Referring expression pointing data
——

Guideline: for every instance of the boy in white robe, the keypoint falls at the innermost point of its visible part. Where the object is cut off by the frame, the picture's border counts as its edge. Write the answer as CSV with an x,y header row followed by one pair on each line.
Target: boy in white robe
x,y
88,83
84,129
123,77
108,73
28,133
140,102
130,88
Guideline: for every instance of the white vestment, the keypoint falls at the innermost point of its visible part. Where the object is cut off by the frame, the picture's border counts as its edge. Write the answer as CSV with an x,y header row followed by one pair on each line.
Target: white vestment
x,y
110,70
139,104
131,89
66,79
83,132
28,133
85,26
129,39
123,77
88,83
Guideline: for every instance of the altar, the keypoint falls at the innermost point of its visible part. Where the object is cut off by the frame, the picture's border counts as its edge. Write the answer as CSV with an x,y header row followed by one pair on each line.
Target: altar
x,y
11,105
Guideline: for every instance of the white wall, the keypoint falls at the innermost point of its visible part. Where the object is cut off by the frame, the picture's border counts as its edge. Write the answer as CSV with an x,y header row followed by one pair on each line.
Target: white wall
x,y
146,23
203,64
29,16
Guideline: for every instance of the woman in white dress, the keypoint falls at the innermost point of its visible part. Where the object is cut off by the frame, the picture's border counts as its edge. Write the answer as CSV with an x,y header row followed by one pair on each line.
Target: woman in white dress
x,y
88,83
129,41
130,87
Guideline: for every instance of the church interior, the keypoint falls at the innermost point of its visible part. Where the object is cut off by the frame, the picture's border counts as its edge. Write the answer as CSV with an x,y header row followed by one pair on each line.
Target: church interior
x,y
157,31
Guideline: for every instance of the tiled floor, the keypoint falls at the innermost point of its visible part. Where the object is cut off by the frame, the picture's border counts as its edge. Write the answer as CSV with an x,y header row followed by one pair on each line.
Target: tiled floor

——

■ **Work order**: Write out every record, exactly as written.

■ **Written answer**:
Guideline: for every instance of the boy in white robe, the keypoint falls at the innermost point of its visible part. Where the object is cut off by the frame, the picture's border counts as its edge. Write the answer as CSV with an x,y header row followed by one pair on each line.
Target: boy in white robe
x,y
88,83
84,129
123,77
108,73
28,133
140,102
130,88
Guideline: for every instance of the white vestment, the keypoint falls at the innermost point of its visible part. Where the object is cut off by the frame, the picture's border counts as its edge. Write the answer as CSV with an x,y header row followed by one pair on each line.
Target: white vestment
x,y
110,70
139,104
131,89
66,79
83,132
28,133
85,26
129,39
123,77
88,83
Guideline: for every instance of the altar, the keypoint falls at the innermost point of its visible part. Where the object is cut off by the frame, the picture's border counts as its edge. Write the answer as CSV with an x,y header row followed by one pair on each line.
Target: altar
x,y
11,105
Guideline: for every instance of the white wall, the keypoint falls at the innermost point of its visible part. Where the object is cut off by the frame, the picture's border counts as its edge. Write the answer as CSV with an x,y header row followed by one pair on each line.
Target: white wall
x,y
146,23
203,64
29,16
Guideline: for every instance of the woman in white dress, the keypoint falls at the innermost point of its visible part. Where the object is cut off by the frame, the picture's border counts as its edge. Write the answer as CSV with an x,y header row followed by one pair on each line.
Target: woman in white dress
x,y
88,83
129,41
130,87
Guideline: for every instance of the church interior, the keypoint falls at the innermost point of its visible part. Where the object is cut off by the frame, the picture's border counts as its edge. Write the answer as CSV with an x,y header row followed by one pair on each line.
Target: church interior
x,y
157,31
Guideline: for every instance of the tiled floor, the keypoint falls at the innermost point of its visible part. Where the object is cut off by the frame, the picture's border counts as its edge. Write the answer as CSV with an x,y header row followed by one pair on each line.
Target: tiled floor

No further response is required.